Print the line that contains "the yellow hi-vis" and every line after it through the last line of the records below, exactly as written and nothing else.

- - - -

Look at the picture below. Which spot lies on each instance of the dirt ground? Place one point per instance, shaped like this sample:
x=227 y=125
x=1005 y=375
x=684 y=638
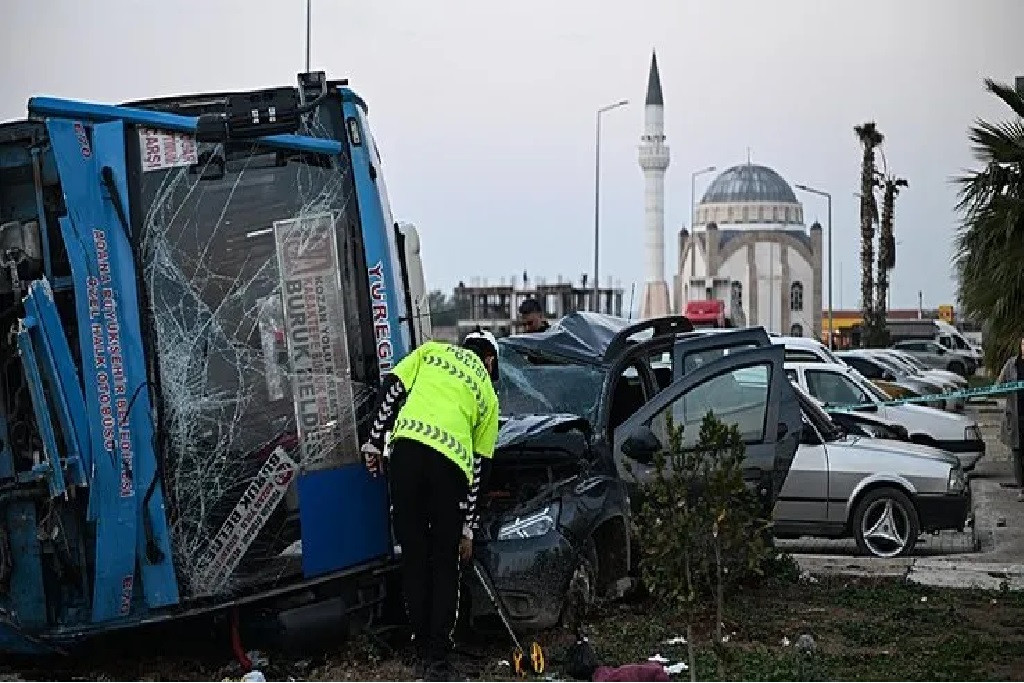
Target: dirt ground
x=861 y=630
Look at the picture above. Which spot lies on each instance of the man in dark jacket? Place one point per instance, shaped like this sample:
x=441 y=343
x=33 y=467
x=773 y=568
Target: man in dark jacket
x=1013 y=419
x=532 y=315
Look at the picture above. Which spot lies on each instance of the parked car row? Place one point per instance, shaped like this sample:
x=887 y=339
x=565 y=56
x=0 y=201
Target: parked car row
x=933 y=354
x=586 y=406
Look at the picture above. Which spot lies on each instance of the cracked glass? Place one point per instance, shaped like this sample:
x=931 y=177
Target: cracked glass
x=233 y=365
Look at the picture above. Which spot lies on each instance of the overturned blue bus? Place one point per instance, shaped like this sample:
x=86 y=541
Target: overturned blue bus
x=198 y=296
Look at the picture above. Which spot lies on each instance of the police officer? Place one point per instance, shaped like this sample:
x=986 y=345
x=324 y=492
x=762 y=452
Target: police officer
x=441 y=410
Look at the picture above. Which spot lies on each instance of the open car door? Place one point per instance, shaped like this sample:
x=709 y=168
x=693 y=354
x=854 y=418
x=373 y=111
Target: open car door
x=745 y=387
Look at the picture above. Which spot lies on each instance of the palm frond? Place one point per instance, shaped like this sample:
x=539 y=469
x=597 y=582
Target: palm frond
x=1008 y=94
x=989 y=243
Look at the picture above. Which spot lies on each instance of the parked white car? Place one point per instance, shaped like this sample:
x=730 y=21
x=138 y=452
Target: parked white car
x=839 y=386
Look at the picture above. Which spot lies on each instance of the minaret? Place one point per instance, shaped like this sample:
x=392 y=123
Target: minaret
x=653 y=161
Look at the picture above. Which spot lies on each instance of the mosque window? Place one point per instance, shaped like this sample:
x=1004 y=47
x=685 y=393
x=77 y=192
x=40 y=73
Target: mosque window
x=797 y=296
x=737 y=294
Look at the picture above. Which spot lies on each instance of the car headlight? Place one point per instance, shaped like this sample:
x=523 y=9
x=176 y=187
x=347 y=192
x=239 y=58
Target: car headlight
x=957 y=480
x=531 y=525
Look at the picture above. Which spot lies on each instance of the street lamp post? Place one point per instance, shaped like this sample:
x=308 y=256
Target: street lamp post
x=827 y=197
x=309 y=25
x=693 y=215
x=597 y=196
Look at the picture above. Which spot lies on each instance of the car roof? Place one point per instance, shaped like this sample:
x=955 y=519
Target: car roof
x=796 y=341
x=798 y=365
x=594 y=338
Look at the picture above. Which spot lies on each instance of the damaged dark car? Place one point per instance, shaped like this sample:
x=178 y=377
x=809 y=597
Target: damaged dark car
x=582 y=404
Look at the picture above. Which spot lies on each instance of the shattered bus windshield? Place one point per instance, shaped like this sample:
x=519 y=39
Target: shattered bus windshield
x=248 y=357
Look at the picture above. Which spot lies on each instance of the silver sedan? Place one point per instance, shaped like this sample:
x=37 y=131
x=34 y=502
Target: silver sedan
x=883 y=494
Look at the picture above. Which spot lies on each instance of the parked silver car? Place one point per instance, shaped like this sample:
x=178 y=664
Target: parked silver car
x=936 y=355
x=883 y=494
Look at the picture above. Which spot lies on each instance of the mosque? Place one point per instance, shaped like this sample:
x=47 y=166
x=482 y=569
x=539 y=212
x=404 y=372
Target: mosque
x=751 y=250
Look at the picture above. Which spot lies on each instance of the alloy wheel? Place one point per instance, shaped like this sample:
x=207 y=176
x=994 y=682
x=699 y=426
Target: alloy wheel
x=885 y=527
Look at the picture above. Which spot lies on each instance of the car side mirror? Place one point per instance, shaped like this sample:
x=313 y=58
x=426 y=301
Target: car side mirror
x=641 y=444
x=808 y=436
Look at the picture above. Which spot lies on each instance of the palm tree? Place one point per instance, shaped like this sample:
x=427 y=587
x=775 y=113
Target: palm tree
x=989 y=251
x=887 y=251
x=869 y=138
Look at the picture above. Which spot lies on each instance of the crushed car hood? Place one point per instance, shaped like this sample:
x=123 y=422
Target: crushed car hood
x=537 y=430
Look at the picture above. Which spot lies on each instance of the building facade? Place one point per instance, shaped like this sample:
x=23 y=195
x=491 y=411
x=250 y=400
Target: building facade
x=496 y=307
x=754 y=252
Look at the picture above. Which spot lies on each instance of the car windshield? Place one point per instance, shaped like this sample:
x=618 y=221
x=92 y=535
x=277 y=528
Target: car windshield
x=813 y=413
x=530 y=385
x=900 y=363
x=913 y=360
x=868 y=386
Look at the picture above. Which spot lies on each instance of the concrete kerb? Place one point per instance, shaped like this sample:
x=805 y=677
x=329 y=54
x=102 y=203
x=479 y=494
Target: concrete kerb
x=940 y=572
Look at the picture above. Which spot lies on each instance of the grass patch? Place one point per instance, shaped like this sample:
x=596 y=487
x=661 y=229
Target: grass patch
x=861 y=630
x=977 y=381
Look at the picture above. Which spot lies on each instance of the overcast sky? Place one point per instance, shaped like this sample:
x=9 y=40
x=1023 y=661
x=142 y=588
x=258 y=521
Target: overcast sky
x=484 y=111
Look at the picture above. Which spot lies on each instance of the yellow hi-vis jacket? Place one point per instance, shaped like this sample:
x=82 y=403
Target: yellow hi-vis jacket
x=451 y=404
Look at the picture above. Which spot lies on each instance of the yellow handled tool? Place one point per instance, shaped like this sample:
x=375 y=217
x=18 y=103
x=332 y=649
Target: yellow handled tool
x=536 y=653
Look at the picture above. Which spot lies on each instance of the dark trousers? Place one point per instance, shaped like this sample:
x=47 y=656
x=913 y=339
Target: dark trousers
x=1018 y=458
x=427 y=491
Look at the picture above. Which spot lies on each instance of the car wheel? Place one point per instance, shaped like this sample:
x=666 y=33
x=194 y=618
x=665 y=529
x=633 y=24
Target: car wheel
x=583 y=588
x=885 y=523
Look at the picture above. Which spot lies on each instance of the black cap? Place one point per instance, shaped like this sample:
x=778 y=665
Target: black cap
x=530 y=306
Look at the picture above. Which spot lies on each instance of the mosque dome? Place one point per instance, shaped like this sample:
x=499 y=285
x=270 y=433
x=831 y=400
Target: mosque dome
x=750 y=194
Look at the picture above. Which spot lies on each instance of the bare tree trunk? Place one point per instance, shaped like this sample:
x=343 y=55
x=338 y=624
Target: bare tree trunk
x=869 y=138
x=887 y=249
x=719 y=593
x=689 y=650
x=885 y=239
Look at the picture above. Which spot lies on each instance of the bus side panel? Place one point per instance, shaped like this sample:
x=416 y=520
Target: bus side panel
x=343 y=530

- - - -

* _EXERCISE SOLUTION_:
Look at the picture above. Which spot lies on each instance of the yellow hi-vis jacket? Place one point per instance, shaped like this sample:
x=82 y=403
Target: yellow hi-vis jacket
x=451 y=404
Look at the picture above. Which spot lies on each instance of the yellow handled tool? Place one point per instance, shaped like this sample:
x=375 y=217
x=18 y=103
x=332 y=649
Target: yellow handled tool
x=536 y=653
Look at the picture above. Which spot lies on each instance of the dark trousers? Place one point per instance, shaped like this sample:
x=47 y=656
x=913 y=339
Target: dark trousers
x=1018 y=458
x=427 y=491
Look at the picture above. Which spot lies on each instance of the car wheel? Place one point per instance, shaped like this sample:
x=666 y=33
x=194 y=618
x=665 y=529
x=633 y=24
Target: car wheel
x=583 y=588
x=885 y=523
Look at the picture above. Which spot lies on each instance of the black cap? Place one point per instance, shaped like this sample:
x=778 y=665
Target: black cap
x=530 y=306
Look at the picture above. Which spot lies on each instance of the mosque dome? Place one point per instance, shaped like this sample:
x=499 y=285
x=270 y=433
x=831 y=400
Target: mosque dome
x=750 y=194
Look at the picture above. Which spot lies on each instance of the bare tree trunk? Place one point per instance, shaped like this sample:
x=343 y=55
x=338 y=624
Target: bare tree trunk
x=869 y=138
x=887 y=249
x=719 y=593
x=689 y=650
x=885 y=239
Look at the picture above. Which spot lies on each instance of the bus side panel? Place one point per instance, shaped like this sample:
x=416 y=520
Target: bus side panel
x=343 y=530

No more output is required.